[About this task]: Copy out every row below word for word, leaving out any pictures.
Dataset records below:
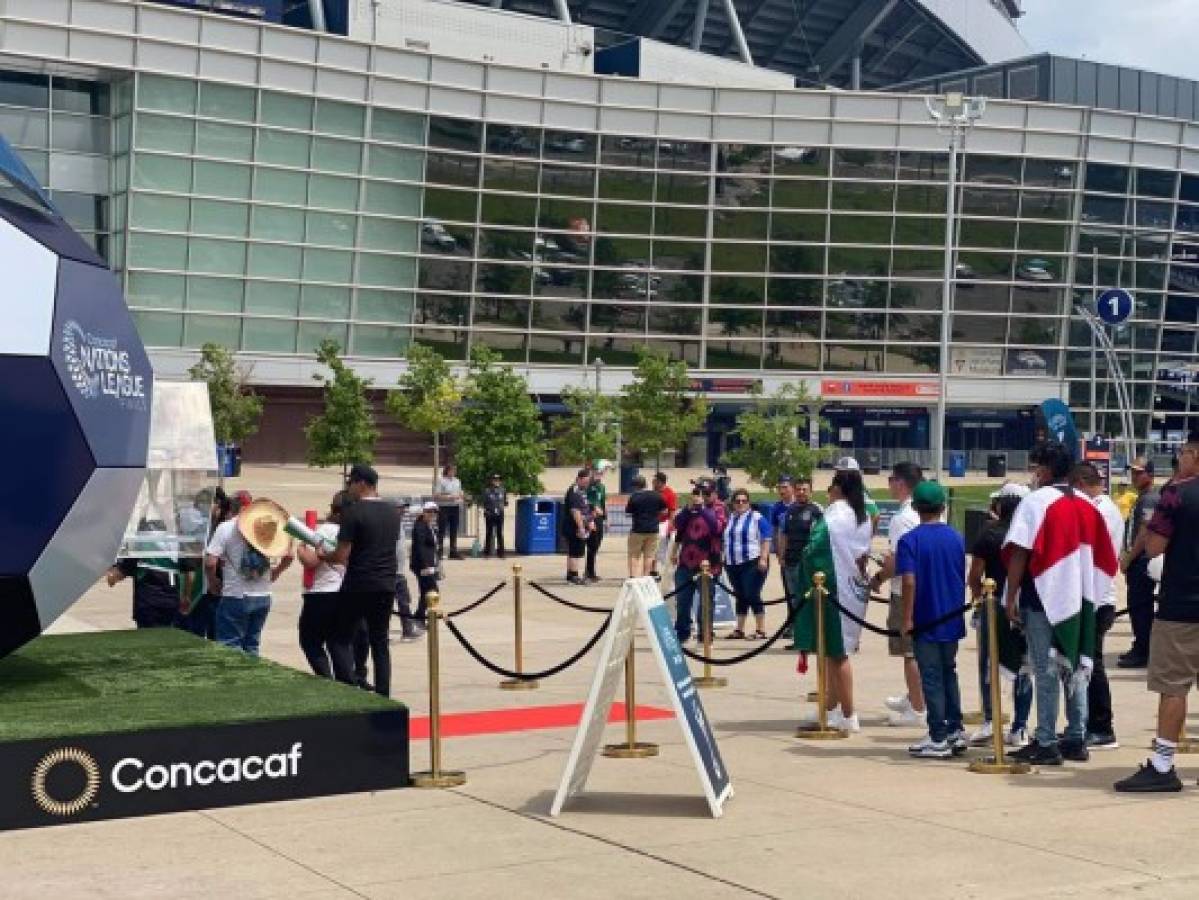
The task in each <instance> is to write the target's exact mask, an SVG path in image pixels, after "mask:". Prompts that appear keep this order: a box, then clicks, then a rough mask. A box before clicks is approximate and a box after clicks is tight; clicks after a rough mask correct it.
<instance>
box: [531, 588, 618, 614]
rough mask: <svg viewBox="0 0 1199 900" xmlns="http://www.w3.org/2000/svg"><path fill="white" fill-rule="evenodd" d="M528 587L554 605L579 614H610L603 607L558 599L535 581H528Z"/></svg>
mask: <svg viewBox="0 0 1199 900" xmlns="http://www.w3.org/2000/svg"><path fill="white" fill-rule="evenodd" d="M529 587H531V588H532V590H534V591H536V592H537V593H540V594H543V596H546V597H548V598H549V599H552V600H553V602H554V603H561V604H562V605H564V606H567V608H570V609H573V610H578V611H579V612H603V614H604V615H607V614H609V612H611V610H610V609H605V608H603V606H585V605H584V604H582V603H574V602H573V600H568V599H566V598H565V597H559V596H558V594H556V593H552V592H550V591H547V590H546V588H544V587H542V586H541V585H538V584H537V582H536V581H530V582H529Z"/></svg>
End of Dataset records.
[Written solution]:
The task in each <instance> is to write the target's exact mask, an SVG path in image pixels, after "mask:". Prompts that appear keep this order: a box, then clicks, then a rough mask. A box before clicks is approximate and a box after clicks is tight; clicks after a rough mask correct it.
<instance>
box: [531, 588, 618, 614]
rough mask: <svg viewBox="0 0 1199 900" xmlns="http://www.w3.org/2000/svg"><path fill="white" fill-rule="evenodd" d="M528 587L554 605L579 614H610L603 607L558 599L535 581H528Z"/></svg>
mask: <svg viewBox="0 0 1199 900" xmlns="http://www.w3.org/2000/svg"><path fill="white" fill-rule="evenodd" d="M529 587H531V588H532V590H534V591H536V592H537V593H540V594H543V596H546V597H548V598H549V599H552V600H553V602H554V603H561V604H562V605H564V606H567V608H570V609H573V610H578V611H579V612H603V614H604V615H607V614H609V612H611V610H610V609H605V608H603V606H585V605H584V604H582V603H574V602H573V600H568V599H566V598H565V597H559V596H558V594H556V593H552V592H550V591H547V590H546V588H544V587H542V586H541V585H538V584H537V582H536V581H530V582H529Z"/></svg>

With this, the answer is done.